▶ _Records_:
━━━━━━━━━━
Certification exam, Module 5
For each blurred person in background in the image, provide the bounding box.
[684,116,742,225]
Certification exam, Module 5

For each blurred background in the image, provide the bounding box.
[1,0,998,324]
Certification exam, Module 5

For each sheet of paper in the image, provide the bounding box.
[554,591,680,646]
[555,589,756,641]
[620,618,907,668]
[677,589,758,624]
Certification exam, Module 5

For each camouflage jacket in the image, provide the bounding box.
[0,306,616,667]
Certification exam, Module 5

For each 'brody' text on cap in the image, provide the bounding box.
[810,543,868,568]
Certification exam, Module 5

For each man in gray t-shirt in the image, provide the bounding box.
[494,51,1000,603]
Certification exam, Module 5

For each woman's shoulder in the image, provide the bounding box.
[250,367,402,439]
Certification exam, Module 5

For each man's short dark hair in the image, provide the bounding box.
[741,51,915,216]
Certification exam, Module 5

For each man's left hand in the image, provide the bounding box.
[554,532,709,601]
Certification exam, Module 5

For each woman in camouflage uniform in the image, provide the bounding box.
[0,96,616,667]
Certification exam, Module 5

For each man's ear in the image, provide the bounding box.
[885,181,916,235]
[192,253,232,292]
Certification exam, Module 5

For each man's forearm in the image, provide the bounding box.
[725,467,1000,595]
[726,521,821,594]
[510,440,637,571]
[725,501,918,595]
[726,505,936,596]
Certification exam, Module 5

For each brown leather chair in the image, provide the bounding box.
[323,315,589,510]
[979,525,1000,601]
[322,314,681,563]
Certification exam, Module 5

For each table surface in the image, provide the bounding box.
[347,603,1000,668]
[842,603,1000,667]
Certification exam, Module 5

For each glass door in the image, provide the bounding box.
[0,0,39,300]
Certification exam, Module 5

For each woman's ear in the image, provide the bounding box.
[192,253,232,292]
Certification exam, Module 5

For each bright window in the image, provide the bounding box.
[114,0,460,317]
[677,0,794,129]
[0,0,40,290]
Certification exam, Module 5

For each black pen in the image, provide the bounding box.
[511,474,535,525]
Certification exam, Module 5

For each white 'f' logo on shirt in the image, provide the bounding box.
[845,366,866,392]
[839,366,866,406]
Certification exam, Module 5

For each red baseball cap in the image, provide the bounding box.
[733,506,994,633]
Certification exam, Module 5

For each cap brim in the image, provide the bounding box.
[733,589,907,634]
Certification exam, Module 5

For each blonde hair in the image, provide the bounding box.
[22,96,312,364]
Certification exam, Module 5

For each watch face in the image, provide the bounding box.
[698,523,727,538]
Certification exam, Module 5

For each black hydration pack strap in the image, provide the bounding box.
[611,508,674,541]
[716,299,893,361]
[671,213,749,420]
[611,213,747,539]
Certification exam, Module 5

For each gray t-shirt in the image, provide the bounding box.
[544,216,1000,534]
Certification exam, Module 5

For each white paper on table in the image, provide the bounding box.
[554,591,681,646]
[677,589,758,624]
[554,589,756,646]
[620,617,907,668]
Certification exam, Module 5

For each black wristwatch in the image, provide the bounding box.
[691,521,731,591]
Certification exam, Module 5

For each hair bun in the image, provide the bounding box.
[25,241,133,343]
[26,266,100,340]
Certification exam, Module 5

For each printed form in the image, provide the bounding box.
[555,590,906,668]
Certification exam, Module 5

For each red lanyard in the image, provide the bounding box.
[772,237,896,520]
━━━━━━━━━━
▶ _Assignment_: Reply with the complete records, restated exactly.

▶ _Answer to the exercise_:
Certification exam, Module 5
For each blurred person in background in the image, provide the bounding box.
[684,116,742,225]
Certification exam, Module 5

For each blurred background in the image, provide the bounding box.
[1,0,998,324]
Certification exam, Module 5

For each sheet of paper in the image, provide the bounding box.
[554,591,680,646]
[555,589,756,641]
[620,618,907,668]
[677,589,758,624]
Certification exam, Module 5

For each camouflage jacket in the image, provide the bounding box.
[0,306,616,667]
Certification exam, Module 5

For each 'brody' text on cap in the image, provide the bounding box.
[810,543,868,568]
Certification exam, Module 5

For each man in gray t-shirt in the image, provide the bounding box.
[494,51,1000,603]
Certification exam, Module 5

For each woman's shoulder in the image, provide the bounding box.
[250,367,402,439]
Certification exam, Module 5

For each man's short dark hair in the image, provide the bounding box.
[741,51,915,216]
Certification exam, Module 5

For each man's left hand in the image, provide the bounding box.
[554,532,709,601]
Certification exam, Module 5

For each woman in camouflage uniform in the image, provide the bounding box.
[0,96,616,667]
Certification exam, Module 5

For each man's ear in the image, provide the bounding box.
[885,181,916,235]
[192,253,232,292]
Certification exam, Module 5

For each man's forearm in the image, provide the bounding box.
[725,467,1000,595]
[726,521,821,594]
[510,440,637,571]
[725,501,918,595]
[726,505,936,596]
Certification exam, Module 5

For each brown leather chair in the image, provide the bounding box.
[323,315,589,510]
[979,525,1000,601]
[322,314,681,563]
Certification exam, Module 5

For each table surface in the image, provide the bounding box.
[347,603,1000,668]
[842,603,1000,667]
Certification exam, Module 5

For each glass door in the image, provide the bounding box.
[0,0,39,300]
Certification exam, Module 5

For each woman's ear in the image, provide the bounding box.
[192,253,232,292]
Certification exam, Module 5

For each bright window in the image, provide the bounding box.
[114,0,460,317]
[677,0,794,129]
[0,0,40,290]
Certification exam, Module 5

For each black pen in the image, provide the bounding box.
[511,474,535,525]
Certification exam, Module 5

For each white 'f' logo on shirt in the image, provide the bounding box.
[845,366,866,392]
[839,366,866,406]
Certification exam, Module 5

For each red baseball cap in the image, provide the bounding box.
[733,506,994,633]
Certification exam, Module 5

For each cap brim in the image, provide the bounding box.
[733,589,907,634]
Certification exam, Module 5

For each blonde hair in the image, provide the bounding box.
[22,96,312,364]
Certification exam, Module 5

For each watch face in the image, provide the bounding box.
[698,523,727,538]
Certification exam, Module 5

For each black hydration pack strap in the image, provide the bounding box.
[611,508,674,541]
[716,299,893,361]
[671,213,749,420]
[611,213,747,539]
Certification exam, Module 5

For each gray t-shirt in the image, provide the bounding box.
[544,216,1000,534]
Certification exam, Module 5

For each white paper on table in the image, provide the bounding box.
[554,591,681,646]
[677,589,758,624]
[554,589,756,646]
[620,617,907,668]
Certification exam, Module 5

For each black wristwatch in the image, provide the bounding box.
[691,521,731,591]
Certification exam, Module 5

For each hair bun in the image, provide the bounding box.
[25,241,133,343]
[26,266,100,340]
Certification exam, Module 5

For each printed form in the image, provide the bounding box.
[555,590,906,668]
Certification exam, Module 5

For each red lanyard in the image, provide the bounding box.
[772,237,896,520]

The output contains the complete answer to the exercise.